-- Begin --
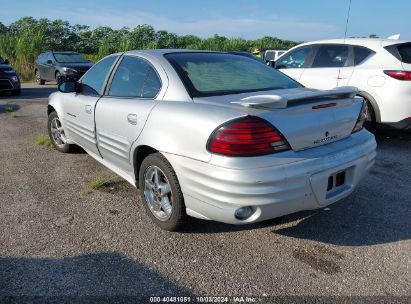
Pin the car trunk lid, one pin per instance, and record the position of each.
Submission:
(307, 118)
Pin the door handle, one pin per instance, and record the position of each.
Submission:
(132, 119)
(88, 109)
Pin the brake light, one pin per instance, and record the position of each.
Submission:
(362, 118)
(399, 75)
(247, 136)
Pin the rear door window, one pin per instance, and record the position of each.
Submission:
(405, 53)
(331, 56)
(296, 59)
(94, 80)
(361, 54)
(135, 77)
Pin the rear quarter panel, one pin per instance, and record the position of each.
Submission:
(183, 128)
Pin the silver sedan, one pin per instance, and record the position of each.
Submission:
(215, 136)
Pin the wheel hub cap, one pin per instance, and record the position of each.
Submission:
(157, 193)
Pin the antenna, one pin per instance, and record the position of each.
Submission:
(348, 19)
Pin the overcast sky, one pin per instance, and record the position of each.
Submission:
(299, 20)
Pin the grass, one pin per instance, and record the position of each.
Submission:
(98, 182)
(43, 140)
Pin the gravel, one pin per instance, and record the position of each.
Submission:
(58, 237)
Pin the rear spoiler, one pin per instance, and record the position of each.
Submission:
(282, 101)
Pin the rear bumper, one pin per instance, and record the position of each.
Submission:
(214, 193)
(402, 125)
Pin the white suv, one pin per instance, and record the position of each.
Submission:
(380, 68)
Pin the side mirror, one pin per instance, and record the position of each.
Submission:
(69, 87)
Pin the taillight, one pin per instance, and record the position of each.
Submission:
(362, 118)
(247, 136)
(399, 75)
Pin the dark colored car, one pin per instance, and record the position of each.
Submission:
(60, 66)
(246, 54)
(9, 80)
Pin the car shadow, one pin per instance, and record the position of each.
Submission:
(28, 93)
(8, 108)
(94, 278)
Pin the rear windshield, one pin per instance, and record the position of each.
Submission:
(69, 58)
(212, 74)
(405, 52)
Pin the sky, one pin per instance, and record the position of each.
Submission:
(298, 20)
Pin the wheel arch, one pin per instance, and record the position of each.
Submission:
(140, 153)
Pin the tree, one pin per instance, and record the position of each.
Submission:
(3, 29)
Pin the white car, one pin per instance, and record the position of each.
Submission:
(379, 68)
(273, 55)
(212, 135)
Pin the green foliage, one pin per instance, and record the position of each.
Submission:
(26, 38)
(98, 182)
(43, 140)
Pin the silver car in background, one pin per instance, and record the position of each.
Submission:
(214, 135)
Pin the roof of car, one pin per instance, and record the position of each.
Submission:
(370, 42)
(157, 52)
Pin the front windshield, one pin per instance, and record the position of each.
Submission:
(69, 58)
(212, 74)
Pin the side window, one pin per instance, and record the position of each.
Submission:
(49, 56)
(360, 54)
(295, 59)
(135, 77)
(94, 80)
(331, 56)
(152, 85)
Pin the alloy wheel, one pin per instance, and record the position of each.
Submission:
(158, 194)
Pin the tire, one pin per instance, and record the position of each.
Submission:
(155, 165)
(371, 122)
(16, 92)
(38, 78)
(58, 139)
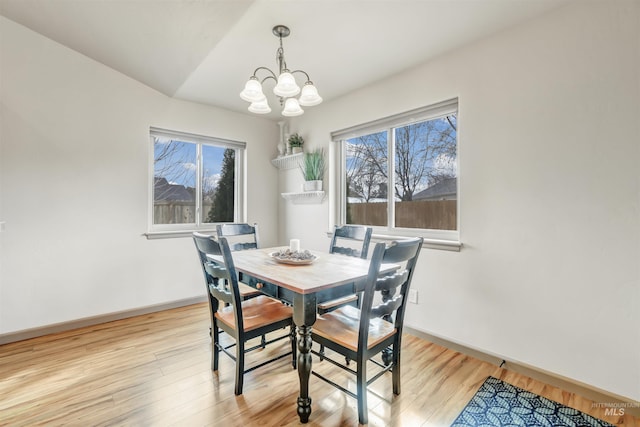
-- End --
● Written exercise: Show every line from the rows above that contains the word "door".

● Reply to the task:
Pin the door handle, one pin per instance, and record the position of each.
Pin the rear door window, one pin per instance, and record the position of each.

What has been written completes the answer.